### 짧은 문제
아래 행의 처음부터 "302), (348, 302)]"가 들어 있는 행까지 모두 그대로 옮겨 적어 주세요. 그림은 답에서 빼세요.

### 제공된 자료

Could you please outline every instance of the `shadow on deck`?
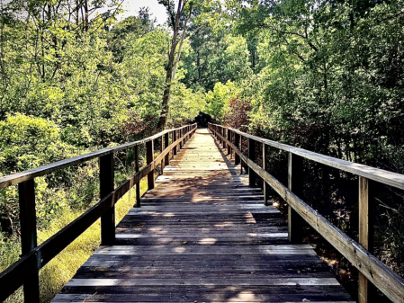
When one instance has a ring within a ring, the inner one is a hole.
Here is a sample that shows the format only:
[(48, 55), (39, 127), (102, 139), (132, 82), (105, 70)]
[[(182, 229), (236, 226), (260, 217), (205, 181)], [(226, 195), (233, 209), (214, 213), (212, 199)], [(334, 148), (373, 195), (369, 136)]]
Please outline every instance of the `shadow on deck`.
[(352, 301), (239, 170), (198, 129), (52, 302)]

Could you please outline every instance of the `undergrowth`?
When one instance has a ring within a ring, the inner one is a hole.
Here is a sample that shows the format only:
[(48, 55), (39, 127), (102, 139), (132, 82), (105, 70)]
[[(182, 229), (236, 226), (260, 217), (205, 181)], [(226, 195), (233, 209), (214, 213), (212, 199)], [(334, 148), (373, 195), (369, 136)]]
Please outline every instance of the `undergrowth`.
[[(147, 180), (140, 182), (140, 192), (147, 190)], [(136, 202), (135, 190), (121, 199), (115, 206), (115, 222), (118, 224)], [(46, 229), (38, 231), (38, 243), (40, 244), (68, 223), (79, 217), (83, 211), (66, 206), (58, 209)], [(0, 233), (0, 236), (1, 233)], [(40, 272), (40, 302), (48, 303), (60, 291), (63, 286), (74, 276), (78, 268), (94, 254), (100, 245), (100, 220), (98, 219), (85, 232), (52, 259)], [(0, 237), (0, 272), (3, 272), (19, 259), (21, 254), (20, 239), (17, 237), (5, 241)], [(22, 303), (22, 288), (10, 296), (5, 303)]]

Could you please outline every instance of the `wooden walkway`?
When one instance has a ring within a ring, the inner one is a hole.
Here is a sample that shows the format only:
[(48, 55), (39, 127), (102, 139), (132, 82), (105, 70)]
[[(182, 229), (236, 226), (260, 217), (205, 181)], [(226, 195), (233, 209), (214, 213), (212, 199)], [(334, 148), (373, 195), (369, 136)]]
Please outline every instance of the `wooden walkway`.
[(310, 245), (290, 245), (207, 129), (178, 153), (140, 209), (52, 302), (348, 302)]

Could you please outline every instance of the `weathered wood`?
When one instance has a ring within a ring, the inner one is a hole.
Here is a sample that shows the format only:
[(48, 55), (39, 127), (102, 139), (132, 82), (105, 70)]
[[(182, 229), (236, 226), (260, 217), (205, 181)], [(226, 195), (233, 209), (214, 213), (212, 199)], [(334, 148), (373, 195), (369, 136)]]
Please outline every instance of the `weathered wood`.
[[(173, 142), (176, 141), (176, 130), (173, 131)], [(173, 148), (173, 156), (176, 156), (176, 145)]]
[[(369, 205), (369, 180), (359, 177), (359, 244), (369, 253), (373, 253), (373, 220)], [(370, 301), (371, 285), (366, 277), (359, 272), (358, 302)]]
[[(196, 124), (193, 124), (193, 126), (196, 127)], [(184, 128), (185, 128), (185, 127), (182, 127), (182, 128), (175, 129), (182, 129)], [(84, 162), (87, 162), (87, 161), (94, 159), (94, 158), (98, 158), (98, 157), (105, 156), (105, 155), (112, 154), (116, 151), (120, 151), (120, 150), (127, 149), (127, 148), (133, 147), (136, 146), (139, 146), (146, 142), (154, 140), (155, 138), (157, 138), (161, 137), (162, 135), (164, 135), (167, 132), (173, 131), (173, 130), (174, 129), (164, 130), (162, 132), (159, 132), (158, 134), (146, 138), (139, 141), (130, 142), (130, 143), (120, 145), (118, 147), (97, 150), (97, 151), (88, 153), (85, 155), (82, 155), (82, 156), (75, 156), (72, 158), (58, 161), (55, 163), (51, 163), (49, 165), (40, 166), (40, 167), (31, 169), (28, 171), (16, 173), (13, 174), (0, 177), (0, 189), (8, 187), (8, 186), (11, 186), (13, 184), (18, 184), (19, 183), (22, 183), (23, 181), (27, 181), (27, 180), (33, 179), (38, 176), (45, 175), (47, 174), (55, 172), (57, 170), (59, 170), (59, 169), (62, 169), (65, 167), (76, 165), (82, 164)]]
[[(231, 141), (230, 129), (227, 130), (227, 138), (228, 138), (229, 141)], [(228, 155), (231, 155), (231, 147), (230, 147), (230, 146), (228, 146)]]
[[(254, 136), (249, 136), (249, 138), (251, 137)], [(268, 183), (306, 222), (332, 244), (375, 287), (393, 302), (404, 301), (404, 281), (401, 277), (392, 272), (357, 242), (337, 228), (319, 212), (307, 205), (269, 173), (265, 172), (254, 161), (245, 156), (234, 146), (232, 147), (235, 152), (238, 153), (241, 160), (245, 161), (248, 167), (253, 169), (261, 178)]]
[[(234, 145), (240, 149), (240, 135), (234, 133)], [(240, 156), (238, 153), (234, 153), (234, 164), (236, 165), (240, 164)]]
[[(263, 169), (266, 172), (267, 171), (267, 167), (266, 167), (266, 158), (267, 158), (267, 147), (266, 145), (263, 144)], [(237, 153), (236, 153), (237, 155)], [(239, 158), (239, 156), (238, 156)], [(270, 200), (269, 197), (269, 191), (270, 191), (270, 186), (266, 182), (264, 182), (264, 187), (263, 187), (263, 192), (264, 192), (264, 204), (265, 205), (271, 205), (272, 201)]]
[[(248, 138), (248, 158), (251, 161), (256, 161), (256, 141), (252, 138)], [(256, 186), (256, 174), (254, 170), (248, 167), (248, 184), (250, 186)]]
[[(114, 190), (113, 154), (100, 157), (100, 199), (103, 200)], [(112, 245), (115, 241), (115, 206), (101, 216), (101, 243)]]
[[(146, 143), (146, 162), (148, 165), (154, 162), (154, 142), (153, 140)], [(155, 179), (154, 179), (154, 169), (148, 174), (148, 190), (154, 189)]]
[[(135, 172), (139, 173), (139, 147), (135, 147)], [(140, 180), (136, 182), (136, 204), (135, 207), (139, 208), (141, 206), (140, 196)]]
[[(192, 127), (188, 127), (189, 129), (195, 128), (196, 125), (193, 125)], [(194, 132), (194, 129), (190, 130), (187, 135), (191, 135)], [(153, 138), (157, 136), (153, 136)], [(23, 251), (28, 249), (27, 247), (31, 248), (27, 254), (25, 254), (19, 261), (14, 263), (12, 266), (7, 268), (5, 271), (0, 273), (0, 300), (5, 299), (10, 294), (15, 291), (20, 286), (25, 283), (29, 288), (34, 287), (35, 291), (38, 290), (38, 271), (46, 265), (53, 257), (55, 257), (58, 253), (60, 253), (64, 248), (66, 248), (69, 244), (71, 244), (78, 236), (80, 236), (84, 231), (85, 231), (92, 224), (94, 224), (98, 218), (102, 218), (102, 216), (105, 216), (106, 220), (103, 220), (105, 224), (102, 225), (105, 227), (106, 226), (112, 226), (112, 222), (114, 221), (114, 218), (111, 213), (111, 210), (113, 209), (114, 204), (121, 198), (123, 195), (130, 190), (131, 187), (135, 185), (135, 183), (139, 183), (139, 181), (145, 177), (148, 174), (149, 174), (155, 167), (156, 163), (161, 161), (166, 155), (167, 155), (175, 144), (179, 144), (180, 139), (173, 142), (167, 148), (164, 150), (164, 152), (153, 162), (148, 164), (146, 167), (144, 167), (141, 171), (139, 171), (139, 154), (138, 154), (138, 146), (140, 143), (148, 142), (150, 140), (149, 138), (146, 138), (144, 140), (137, 141), (134, 143), (130, 143), (127, 145), (118, 147), (118, 149), (105, 149), (100, 151), (100, 153), (91, 153), (88, 155), (85, 155), (85, 156), (78, 158), (72, 158), (61, 161), (57, 164), (52, 164), (49, 165), (45, 165), (40, 167), (35, 171), (35, 174), (40, 174), (38, 175), (44, 174), (45, 170), (43, 169), (50, 169), (51, 171), (59, 169), (60, 164), (62, 163), (63, 167), (68, 166), (69, 161), (81, 161), (85, 162), (90, 158), (100, 157), (100, 183), (105, 183), (106, 186), (101, 185), (100, 196), (104, 196), (103, 199), (101, 199), (100, 202), (91, 208), (89, 210), (85, 212), (79, 218), (75, 219), (73, 222), (68, 224), (67, 227), (59, 230), (57, 234), (52, 236), (50, 238), (43, 242), (41, 245), (36, 246), (36, 236), (33, 236), (32, 233), (28, 233), (24, 230), (35, 230), (32, 228), (32, 222), (35, 219), (35, 209), (34, 209), (34, 192), (33, 192), (33, 178), (36, 175), (34, 174), (26, 174), (25, 173), (30, 173), (31, 171), (23, 172), (24, 174), (20, 174), (15, 176), (15, 179), (10, 178), (10, 176), (6, 176), (6, 182), (8, 183), (10, 180), (12, 182), (16, 182), (17, 180), (23, 180), (24, 182), (19, 184), (20, 191), (20, 202), (22, 205), (23, 203), (28, 203), (31, 205), (31, 208), (33, 209), (30, 209), (29, 217), (28, 213), (24, 210), (24, 207), (22, 207), (22, 245), (24, 246)], [(115, 191), (113, 191), (113, 151), (121, 150), (128, 148), (128, 147), (135, 147), (135, 157), (137, 159), (137, 173), (130, 179), (124, 182), (121, 184)], [(97, 154), (98, 153), (98, 154)], [(94, 156), (95, 155), (95, 156)], [(100, 156), (101, 155), (101, 156)], [(76, 160), (75, 160), (76, 159)], [(77, 162), (71, 162), (72, 165), (77, 164)], [(80, 163), (81, 163), (80, 162)], [(50, 167), (50, 168), (49, 168)], [(105, 172), (112, 172), (111, 174), (103, 174)], [(46, 174), (46, 173), (45, 173)], [(106, 177), (105, 177), (106, 176)], [(108, 178), (110, 176), (110, 178)], [(19, 179), (22, 178), (22, 179)], [(26, 179), (24, 179), (26, 178)], [(109, 179), (109, 180), (108, 180)], [(112, 182), (111, 182), (112, 181)], [(7, 184), (3, 184), (4, 186), (7, 186)], [(25, 186), (27, 188), (25, 189)], [(112, 192), (108, 192), (108, 187), (111, 187)], [(139, 188), (139, 187), (138, 187)], [(27, 193), (29, 193), (27, 195)], [(137, 192), (137, 197), (140, 197), (139, 191)], [(138, 199), (138, 198), (137, 198)], [(33, 202), (32, 202), (33, 201)], [(33, 216), (32, 216), (33, 214)], [(28, 218), (25, 218), (27, 217)], [(108, 218), (106, 218), (108, 217)], [(113, 224), (114, 226), (114, 224)], [(105, 230), (111, 230), (111, 228), (102, 228)], [(113, 235), (115, 229), (113, 228)], [(105, 232), (103, 233), (105, 235)], [(26, 236), (28, 235), (28, 236)], [(103, 236), (103, 232), (102, 232)], [(111, 233), (109, 236), (103, 236), (104, 238), (108, 238), (111, 236)], [(35, 241), (33, 241), (35, 239)], [(25, 287), (26, 289), (26, 287)], [(26, 291), (25, 291), (26, 292)], [(32, 291), (30, 290), (30, 293)], [(25, 296), (25, 300), (28, 301), (38, 301), (35, 294), (32, 296)]]
[[(288, 188), (297, 196), (301, 196), (303, 190), (303, 159), (288, 153)], [(300, 244), (303, 242), (304, 221), (301, 217), (288, 205), (289, 241)]]
[(381, 183), (391, 185), (396, 188), (404, 190), (404, 175), (400, 174), (396, 174), (383, 169), (379, 169), (375, 167), (371, 167), (357, 163), (353, 163), (332, 156), (314, 153), (306, 149), (288, 146), (286, 144), (279, 143), (276, 141), (272, 141), (265, 139), (260, 137), (249, 135), (247, 133), (242, 132), (238, 129), (234, 129), (229, 128), (235, 133), (240, 134), (246, 138), (252, 138), (256, 142), (262, 142), (268, 146), (275, 148), (279, 148), (287, 152), (291, 152), (294, 155), (301, 156), (301, 157), (309, 160), (312, 160), (330, 167), (337, 168), (345, 172), (348, 172), (358, 176), (363, 176), (370, 180), (380, 182)]
[[(37, 246), (37, 223), (35, 209), (35, 183), (28, 180), (18, 184), (20, 202), (21, 247), (22, 255)], [(27, 262), (31, 278), (23, 285), (24, 302), (40, 302), (39, 268), (35, 259)]]
[(352, 301), (310, 245), (288, 244), (283, 215), (206, 134), (120, 222), (119, 245), (101, 246), (53, 302)]
[[(164, 146), (165, 148), (167, 148), (170, 145), (170, 138), (169, 138), (169, 133), (167, 132), (166, 135), (164, 135)], [(170, 153), (167, 153), (166, 155), (166, 157), (164, 158), (164, 164), (166, 165), (170, 165)]]

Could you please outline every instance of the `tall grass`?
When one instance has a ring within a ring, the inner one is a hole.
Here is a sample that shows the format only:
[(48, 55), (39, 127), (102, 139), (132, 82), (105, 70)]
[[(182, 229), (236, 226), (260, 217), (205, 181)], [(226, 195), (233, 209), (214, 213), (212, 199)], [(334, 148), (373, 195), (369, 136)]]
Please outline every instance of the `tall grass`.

### 완성된 과제
Could you please outline every instance of the `shadow on deck`?
When one instance has a ring within a ring, the inner one is a hole.
Here is a sample that shows the format only:
[(48, 55), (39, 127), (102, 139), (132, 82), (105, 70)]
[[(182, 229), (236, 226), (260, 217), (205, 181)], [(226, 195), (233, 209), (214, 213), (212, 199)], [(334, 148), (373, 195), (369, 136)]]
Please outline every instance of the `shadow on deck`.
[(352, 301), (239, 170), (198, 129), (52, 302)]

Could you please outline every instance of the `undergrowth`?
When one instance has a ring within a ring, the inner one is a hole.
Here is a sample that shows the format only:
[(48, 55), (39, 127), (102, 139), (132, 82), (105, 70)]
[[(182, 229), (236, 226), (260, 217), (205, 181)], [(226, 195), (233, 209), (214, 213), (212, 199)], [(334, 148), (373, 195), (369, 136)]]
Please outline every instance of the `undergrowth`.
[[(147, 180), (140, 182), (140, 192), (147, 190)], [(136, 202), (135, 190), (121, 199), (115, 206), (115, 222), (118, 224)], [(46, 229), (38, 231), (38, 243), (40, 244), (68, 223), (79, 217), (83, 211), (66, 206), (58, 209)], [(0, 233), (0, 236), (1, 233)], [(40, 272), (40, 302), (48, 303), (60, 291), (63, 286), (74, 276), (78, 268), (94, 254), (100, 245), (100, 220), (98, 219), (85, 232), (52, 259)], [(0, 237), (0, 272), (3, 272), (19, 259), (21, 254), (20, 239), (17, 237), (5, 241)], [(22, 303), (22, 288), (10, 296), (5, 303)]]

Could you please outline every instance of the `wooden walkway`?
When one instance has a ring within a ring, the inner one is a hole.
Here is a sample that shows the format only:
[(48, 55), (39, 127), (102, 139), (132, 82), (105, 70)]
[[(182, 229), (236, 226), (260, 217), (205, 181)], [(226, 195), (233, 209), (214, 213), (212, 199)], [(334, 148), (373, 195), (369, 136)]]
Please outline every instance of the `wooden walkway`.
[(310, 245), (290, 245), (207, 129), (178, 153), (140, 209), (52, 302), (348, 302)]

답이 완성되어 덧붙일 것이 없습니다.